Work instruction: Quote exactly the lines spanning from the top of the data below to the line that contains "Where can you spot the black coat", including both.

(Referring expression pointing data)
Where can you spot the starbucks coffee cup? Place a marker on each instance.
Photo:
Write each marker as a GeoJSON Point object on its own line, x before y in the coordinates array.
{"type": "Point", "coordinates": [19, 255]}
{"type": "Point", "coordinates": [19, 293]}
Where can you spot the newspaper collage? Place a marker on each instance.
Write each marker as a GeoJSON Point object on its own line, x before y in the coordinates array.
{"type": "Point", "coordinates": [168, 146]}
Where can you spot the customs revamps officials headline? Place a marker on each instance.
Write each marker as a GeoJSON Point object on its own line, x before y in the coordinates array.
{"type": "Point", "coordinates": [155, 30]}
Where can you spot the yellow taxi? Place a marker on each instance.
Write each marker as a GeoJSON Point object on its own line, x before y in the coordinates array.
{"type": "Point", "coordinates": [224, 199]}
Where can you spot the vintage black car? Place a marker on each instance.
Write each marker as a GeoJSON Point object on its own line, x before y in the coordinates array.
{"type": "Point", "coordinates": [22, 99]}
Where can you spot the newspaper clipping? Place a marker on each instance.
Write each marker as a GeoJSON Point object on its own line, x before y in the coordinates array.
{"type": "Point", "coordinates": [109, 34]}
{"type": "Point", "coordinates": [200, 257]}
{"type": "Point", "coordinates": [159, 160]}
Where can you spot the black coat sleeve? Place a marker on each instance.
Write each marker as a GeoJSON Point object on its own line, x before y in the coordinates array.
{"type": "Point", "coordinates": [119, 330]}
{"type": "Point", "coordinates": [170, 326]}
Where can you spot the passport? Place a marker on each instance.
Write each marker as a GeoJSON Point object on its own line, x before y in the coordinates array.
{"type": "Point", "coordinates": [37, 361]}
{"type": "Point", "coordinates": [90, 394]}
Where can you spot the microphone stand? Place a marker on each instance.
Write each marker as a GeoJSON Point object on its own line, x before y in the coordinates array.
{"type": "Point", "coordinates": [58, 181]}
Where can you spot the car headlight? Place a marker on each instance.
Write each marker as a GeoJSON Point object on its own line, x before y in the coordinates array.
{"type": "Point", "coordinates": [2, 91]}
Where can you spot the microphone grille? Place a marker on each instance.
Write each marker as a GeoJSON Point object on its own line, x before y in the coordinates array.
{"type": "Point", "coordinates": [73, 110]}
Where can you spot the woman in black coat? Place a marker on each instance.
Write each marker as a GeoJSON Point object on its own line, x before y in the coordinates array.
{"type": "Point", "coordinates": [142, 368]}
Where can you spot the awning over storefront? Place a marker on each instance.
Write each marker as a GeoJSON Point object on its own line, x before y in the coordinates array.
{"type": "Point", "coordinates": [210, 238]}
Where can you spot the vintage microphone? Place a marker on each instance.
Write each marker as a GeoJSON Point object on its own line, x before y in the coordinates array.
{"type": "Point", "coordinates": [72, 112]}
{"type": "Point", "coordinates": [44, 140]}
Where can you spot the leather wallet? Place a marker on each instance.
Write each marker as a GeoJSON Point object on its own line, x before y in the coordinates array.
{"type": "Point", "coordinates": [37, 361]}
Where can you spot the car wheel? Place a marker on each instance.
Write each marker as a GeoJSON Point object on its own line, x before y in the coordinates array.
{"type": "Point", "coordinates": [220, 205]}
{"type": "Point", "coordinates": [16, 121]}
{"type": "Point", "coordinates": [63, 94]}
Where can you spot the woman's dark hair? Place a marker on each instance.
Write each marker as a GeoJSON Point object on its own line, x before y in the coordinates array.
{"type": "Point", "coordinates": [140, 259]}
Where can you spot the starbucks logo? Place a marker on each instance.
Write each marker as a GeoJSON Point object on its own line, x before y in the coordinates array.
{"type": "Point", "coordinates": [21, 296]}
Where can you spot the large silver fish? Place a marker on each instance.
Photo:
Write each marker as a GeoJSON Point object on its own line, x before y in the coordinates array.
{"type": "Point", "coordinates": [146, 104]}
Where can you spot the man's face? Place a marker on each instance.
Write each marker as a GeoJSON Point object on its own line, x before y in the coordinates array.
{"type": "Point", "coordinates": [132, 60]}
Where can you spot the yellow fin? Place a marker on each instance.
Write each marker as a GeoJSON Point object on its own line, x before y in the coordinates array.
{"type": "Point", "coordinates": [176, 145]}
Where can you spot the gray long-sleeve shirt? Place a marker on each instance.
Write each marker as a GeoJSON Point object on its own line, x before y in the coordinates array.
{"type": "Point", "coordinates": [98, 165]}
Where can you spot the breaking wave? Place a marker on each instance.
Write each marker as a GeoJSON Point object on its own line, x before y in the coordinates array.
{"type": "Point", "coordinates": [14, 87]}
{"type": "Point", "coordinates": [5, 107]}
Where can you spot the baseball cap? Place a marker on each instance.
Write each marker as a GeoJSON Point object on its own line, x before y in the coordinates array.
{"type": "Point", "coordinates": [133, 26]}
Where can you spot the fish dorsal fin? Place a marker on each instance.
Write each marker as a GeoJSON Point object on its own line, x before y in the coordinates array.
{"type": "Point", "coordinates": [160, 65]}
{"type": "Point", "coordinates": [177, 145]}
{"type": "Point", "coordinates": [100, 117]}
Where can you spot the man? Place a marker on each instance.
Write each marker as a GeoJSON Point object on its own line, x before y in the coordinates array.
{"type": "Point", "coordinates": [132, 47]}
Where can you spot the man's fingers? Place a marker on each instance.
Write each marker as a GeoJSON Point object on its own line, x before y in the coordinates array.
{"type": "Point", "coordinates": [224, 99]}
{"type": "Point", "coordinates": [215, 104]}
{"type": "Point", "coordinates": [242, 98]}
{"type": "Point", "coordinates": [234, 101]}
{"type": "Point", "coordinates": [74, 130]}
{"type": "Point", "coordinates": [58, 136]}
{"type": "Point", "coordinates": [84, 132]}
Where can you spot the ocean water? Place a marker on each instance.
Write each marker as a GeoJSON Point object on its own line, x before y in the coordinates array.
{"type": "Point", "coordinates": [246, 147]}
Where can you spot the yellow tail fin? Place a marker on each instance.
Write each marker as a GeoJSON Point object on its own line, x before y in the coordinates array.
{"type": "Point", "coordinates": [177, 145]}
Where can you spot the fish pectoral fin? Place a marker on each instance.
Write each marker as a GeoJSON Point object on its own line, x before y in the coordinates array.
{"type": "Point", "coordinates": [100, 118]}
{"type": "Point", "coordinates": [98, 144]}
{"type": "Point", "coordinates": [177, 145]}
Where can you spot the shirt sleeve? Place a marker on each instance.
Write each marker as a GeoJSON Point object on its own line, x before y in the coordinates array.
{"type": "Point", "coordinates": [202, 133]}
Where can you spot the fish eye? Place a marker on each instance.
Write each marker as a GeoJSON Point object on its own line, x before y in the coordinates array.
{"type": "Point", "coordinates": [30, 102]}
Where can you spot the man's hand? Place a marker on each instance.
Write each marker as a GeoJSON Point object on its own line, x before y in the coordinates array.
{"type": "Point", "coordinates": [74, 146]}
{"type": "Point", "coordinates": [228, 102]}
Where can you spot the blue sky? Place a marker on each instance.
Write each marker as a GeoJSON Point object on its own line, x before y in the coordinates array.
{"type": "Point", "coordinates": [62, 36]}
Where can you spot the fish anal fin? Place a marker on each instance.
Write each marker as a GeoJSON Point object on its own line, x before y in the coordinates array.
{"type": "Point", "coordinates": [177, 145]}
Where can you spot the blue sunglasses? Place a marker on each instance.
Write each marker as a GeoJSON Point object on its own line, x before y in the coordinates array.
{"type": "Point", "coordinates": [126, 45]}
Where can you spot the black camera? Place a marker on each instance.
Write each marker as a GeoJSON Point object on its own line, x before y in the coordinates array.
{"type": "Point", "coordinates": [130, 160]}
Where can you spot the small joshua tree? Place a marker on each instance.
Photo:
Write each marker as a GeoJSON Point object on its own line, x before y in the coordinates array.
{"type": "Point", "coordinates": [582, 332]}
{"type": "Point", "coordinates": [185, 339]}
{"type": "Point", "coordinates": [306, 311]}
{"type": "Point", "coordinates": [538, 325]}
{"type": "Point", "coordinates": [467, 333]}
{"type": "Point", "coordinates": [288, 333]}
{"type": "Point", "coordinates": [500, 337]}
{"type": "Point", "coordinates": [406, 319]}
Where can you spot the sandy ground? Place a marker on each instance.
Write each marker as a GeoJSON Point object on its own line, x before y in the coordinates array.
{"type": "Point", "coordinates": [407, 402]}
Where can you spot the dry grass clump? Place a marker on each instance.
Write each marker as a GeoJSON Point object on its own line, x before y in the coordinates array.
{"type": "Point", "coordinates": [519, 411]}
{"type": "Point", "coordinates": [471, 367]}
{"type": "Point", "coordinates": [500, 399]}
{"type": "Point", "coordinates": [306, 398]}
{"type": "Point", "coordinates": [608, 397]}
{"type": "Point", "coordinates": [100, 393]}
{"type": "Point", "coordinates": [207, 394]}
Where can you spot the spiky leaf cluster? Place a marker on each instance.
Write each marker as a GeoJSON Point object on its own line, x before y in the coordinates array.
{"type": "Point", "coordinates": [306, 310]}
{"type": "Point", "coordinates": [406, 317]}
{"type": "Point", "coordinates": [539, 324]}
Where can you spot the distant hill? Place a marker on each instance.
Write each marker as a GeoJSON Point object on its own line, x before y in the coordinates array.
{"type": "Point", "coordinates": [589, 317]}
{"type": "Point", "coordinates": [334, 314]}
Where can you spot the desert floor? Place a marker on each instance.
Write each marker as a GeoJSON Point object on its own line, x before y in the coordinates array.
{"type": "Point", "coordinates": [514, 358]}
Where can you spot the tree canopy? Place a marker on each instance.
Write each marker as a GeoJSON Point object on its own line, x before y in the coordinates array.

Response for this exercise:
Where can you spot the starbucks coffee cup? Place a marker on each instance.
Photo:
Write each marker as a GeoJSON Point object on its own line, x before y in the coordinates array.
{"type": "Point", "coordinates": [19, 255]}
{"type": "Point", "coordinates": [19, 293]}
Where can you spot the newspaper collage? Place a marker on each instance.
Write each marker as a GeoJSON Point object on its own line, x before y in the coordinates array.
{"type": "Point", "coordinates": [168, 146]}
Where can you spot the customs revamps officials headline? Place a marker on each instance.
Write each marker as a GeoJSON Point object on its own line, x before y in the coordinates array.
{"type": "Point", "coordinates": [155, 30]}
Where can you spot the yellow taxi? Place a marker on each instance.
Write each marker as a GeoJSON Point object on its own line, x before y in the coordinates array.
{"type": "Point", "coordinates": [224, 199]}
Where can you spot the vintage black car? Place a marker on each instance.
Write each marker as a GeoJSON Point object on its own line, x before y in the coordinates array.
{"type": "Point", "coordinates": [22, 99]}
Where can you spot the newspaper clipping? Place a marker on each instance.
Write each marker as a GeoJSON Point object on its own line, x before y in the coordinates array.
{"type": "Point", "coordinates": [109, 34]}
{"type": "Point", "coordinates": [200, 257]}
{"type": "Point", "coordinates": [159, 160]}
Where can you spot the black coat sleeve? Place a marker on each instance.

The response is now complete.